| DESCRIPTION OF THE TASK |
Which lines have the string "FIND"? Copy all of them from the entries below.

| RECORDS SUPPLIED |
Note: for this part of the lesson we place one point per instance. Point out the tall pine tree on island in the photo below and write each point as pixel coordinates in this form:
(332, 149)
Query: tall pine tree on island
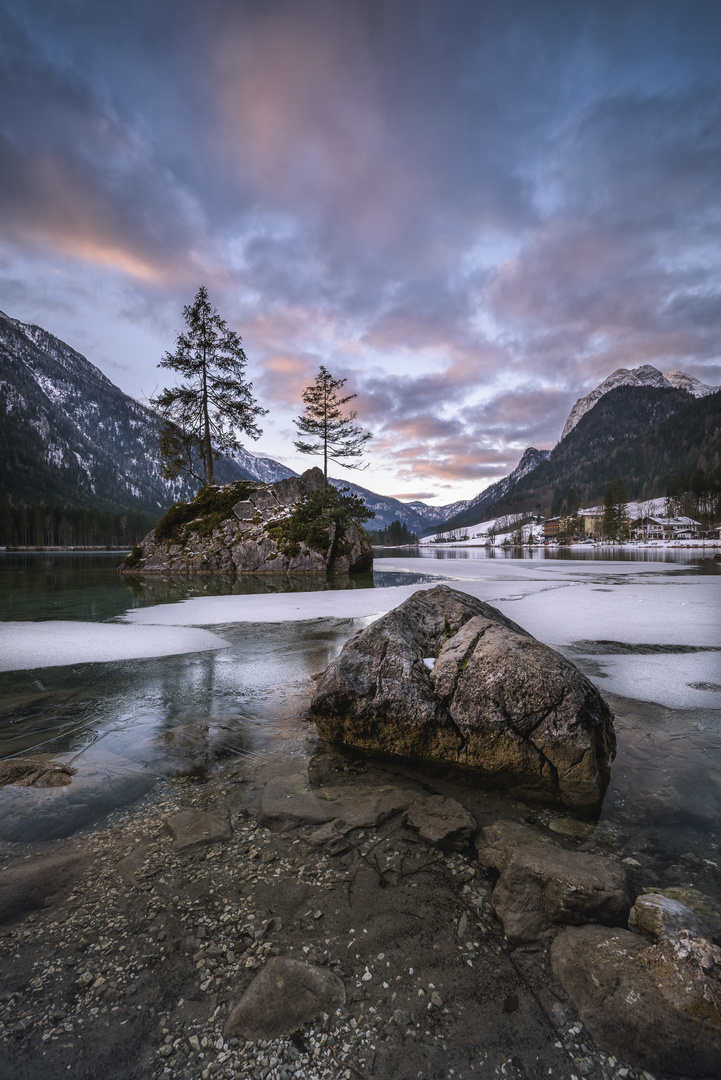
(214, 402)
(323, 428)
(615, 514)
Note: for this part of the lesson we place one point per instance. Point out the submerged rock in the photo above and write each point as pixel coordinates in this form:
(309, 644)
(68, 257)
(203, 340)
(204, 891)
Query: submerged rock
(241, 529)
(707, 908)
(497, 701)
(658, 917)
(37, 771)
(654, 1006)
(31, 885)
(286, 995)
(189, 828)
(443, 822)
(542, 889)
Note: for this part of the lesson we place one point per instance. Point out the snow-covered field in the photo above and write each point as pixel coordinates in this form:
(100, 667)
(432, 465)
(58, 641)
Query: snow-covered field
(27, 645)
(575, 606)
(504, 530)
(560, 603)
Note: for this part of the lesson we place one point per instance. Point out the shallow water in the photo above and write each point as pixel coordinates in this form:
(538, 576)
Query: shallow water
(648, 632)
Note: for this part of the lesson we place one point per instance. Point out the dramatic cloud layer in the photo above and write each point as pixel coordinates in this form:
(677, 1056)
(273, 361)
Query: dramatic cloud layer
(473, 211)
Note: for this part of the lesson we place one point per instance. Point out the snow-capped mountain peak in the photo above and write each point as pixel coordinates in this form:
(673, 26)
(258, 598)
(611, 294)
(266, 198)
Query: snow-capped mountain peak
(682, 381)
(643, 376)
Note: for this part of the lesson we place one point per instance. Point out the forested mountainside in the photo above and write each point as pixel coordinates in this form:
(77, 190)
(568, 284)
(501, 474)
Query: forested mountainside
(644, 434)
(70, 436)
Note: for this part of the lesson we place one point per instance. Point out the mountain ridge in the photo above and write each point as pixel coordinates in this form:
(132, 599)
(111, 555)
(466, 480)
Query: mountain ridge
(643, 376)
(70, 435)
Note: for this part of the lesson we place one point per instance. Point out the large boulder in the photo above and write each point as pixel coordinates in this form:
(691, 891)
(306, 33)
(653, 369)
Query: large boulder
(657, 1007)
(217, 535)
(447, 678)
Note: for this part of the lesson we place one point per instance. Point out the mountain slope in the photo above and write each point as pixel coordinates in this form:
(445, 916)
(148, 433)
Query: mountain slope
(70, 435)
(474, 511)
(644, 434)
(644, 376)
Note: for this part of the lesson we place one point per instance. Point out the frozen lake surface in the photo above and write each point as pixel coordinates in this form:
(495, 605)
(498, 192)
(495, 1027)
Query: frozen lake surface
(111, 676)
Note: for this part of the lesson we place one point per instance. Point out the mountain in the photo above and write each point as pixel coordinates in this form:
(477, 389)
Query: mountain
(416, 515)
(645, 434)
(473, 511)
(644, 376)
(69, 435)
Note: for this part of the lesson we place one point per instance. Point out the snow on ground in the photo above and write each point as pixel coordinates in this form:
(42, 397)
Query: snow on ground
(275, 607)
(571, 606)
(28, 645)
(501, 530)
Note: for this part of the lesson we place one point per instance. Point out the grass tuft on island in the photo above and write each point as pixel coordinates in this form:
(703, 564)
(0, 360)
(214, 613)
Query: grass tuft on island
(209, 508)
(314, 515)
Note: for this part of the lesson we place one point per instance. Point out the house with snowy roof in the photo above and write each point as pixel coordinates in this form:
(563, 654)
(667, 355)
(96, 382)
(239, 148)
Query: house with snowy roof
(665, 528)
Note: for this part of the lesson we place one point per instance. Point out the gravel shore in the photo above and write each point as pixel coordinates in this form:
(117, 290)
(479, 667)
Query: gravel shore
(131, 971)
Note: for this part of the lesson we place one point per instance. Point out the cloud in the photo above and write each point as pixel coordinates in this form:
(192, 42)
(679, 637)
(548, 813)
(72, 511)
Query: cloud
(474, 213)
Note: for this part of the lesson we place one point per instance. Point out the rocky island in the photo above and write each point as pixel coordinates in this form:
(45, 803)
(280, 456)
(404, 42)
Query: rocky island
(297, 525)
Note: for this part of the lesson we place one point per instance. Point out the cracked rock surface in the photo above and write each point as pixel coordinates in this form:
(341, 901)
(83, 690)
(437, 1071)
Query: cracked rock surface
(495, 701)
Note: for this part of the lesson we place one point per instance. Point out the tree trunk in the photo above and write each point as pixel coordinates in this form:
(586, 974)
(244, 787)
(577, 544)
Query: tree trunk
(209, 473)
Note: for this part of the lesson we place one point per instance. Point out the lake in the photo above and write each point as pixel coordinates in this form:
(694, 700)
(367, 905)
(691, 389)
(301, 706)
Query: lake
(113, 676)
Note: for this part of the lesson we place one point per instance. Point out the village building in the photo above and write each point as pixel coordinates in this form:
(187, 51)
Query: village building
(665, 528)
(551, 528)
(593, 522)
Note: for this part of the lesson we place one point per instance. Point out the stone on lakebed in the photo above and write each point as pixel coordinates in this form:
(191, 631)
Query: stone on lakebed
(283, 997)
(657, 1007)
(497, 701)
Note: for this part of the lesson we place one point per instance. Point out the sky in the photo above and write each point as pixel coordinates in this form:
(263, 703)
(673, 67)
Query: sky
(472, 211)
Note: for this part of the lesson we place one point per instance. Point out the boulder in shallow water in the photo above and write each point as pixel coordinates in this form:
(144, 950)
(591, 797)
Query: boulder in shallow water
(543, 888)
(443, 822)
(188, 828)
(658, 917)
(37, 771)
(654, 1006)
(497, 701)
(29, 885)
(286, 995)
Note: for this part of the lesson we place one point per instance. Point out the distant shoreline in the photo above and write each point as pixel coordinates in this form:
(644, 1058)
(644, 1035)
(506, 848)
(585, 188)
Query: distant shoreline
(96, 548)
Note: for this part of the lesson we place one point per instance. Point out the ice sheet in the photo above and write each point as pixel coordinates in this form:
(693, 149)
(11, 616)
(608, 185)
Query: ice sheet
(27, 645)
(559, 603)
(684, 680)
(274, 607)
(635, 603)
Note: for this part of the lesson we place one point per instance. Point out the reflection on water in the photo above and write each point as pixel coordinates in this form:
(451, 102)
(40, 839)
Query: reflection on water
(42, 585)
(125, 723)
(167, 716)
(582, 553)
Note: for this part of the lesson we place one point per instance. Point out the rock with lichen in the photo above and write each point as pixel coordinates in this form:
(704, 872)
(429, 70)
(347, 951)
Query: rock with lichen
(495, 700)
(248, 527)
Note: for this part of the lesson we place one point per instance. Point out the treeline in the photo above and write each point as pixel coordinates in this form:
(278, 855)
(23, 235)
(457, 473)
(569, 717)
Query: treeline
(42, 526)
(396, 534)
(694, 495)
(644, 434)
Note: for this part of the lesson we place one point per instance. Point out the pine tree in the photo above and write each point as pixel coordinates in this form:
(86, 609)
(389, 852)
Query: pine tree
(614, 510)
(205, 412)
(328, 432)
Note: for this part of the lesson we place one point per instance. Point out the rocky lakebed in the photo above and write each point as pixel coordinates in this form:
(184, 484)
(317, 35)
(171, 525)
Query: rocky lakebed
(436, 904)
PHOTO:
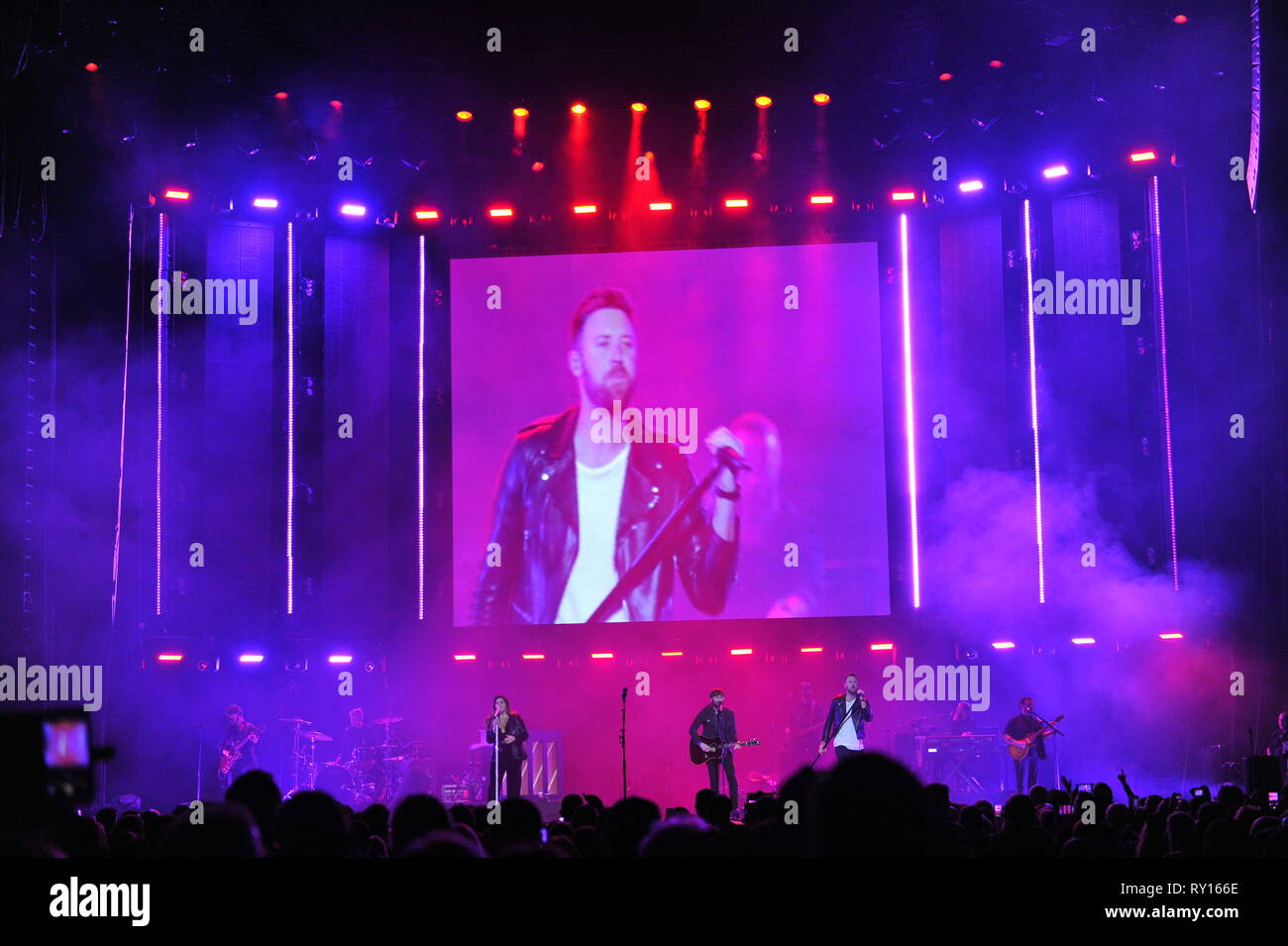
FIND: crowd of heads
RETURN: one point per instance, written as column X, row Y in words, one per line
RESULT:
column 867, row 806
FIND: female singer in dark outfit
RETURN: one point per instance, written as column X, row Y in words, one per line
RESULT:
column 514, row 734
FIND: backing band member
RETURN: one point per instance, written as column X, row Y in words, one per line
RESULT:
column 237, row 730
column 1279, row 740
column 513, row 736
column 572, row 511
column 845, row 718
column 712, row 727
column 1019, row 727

| RESPONSE FOR THIS EXERCISE |
FIND: crowd of heads
FIND: female singer in dark outfit
FIND: backing band member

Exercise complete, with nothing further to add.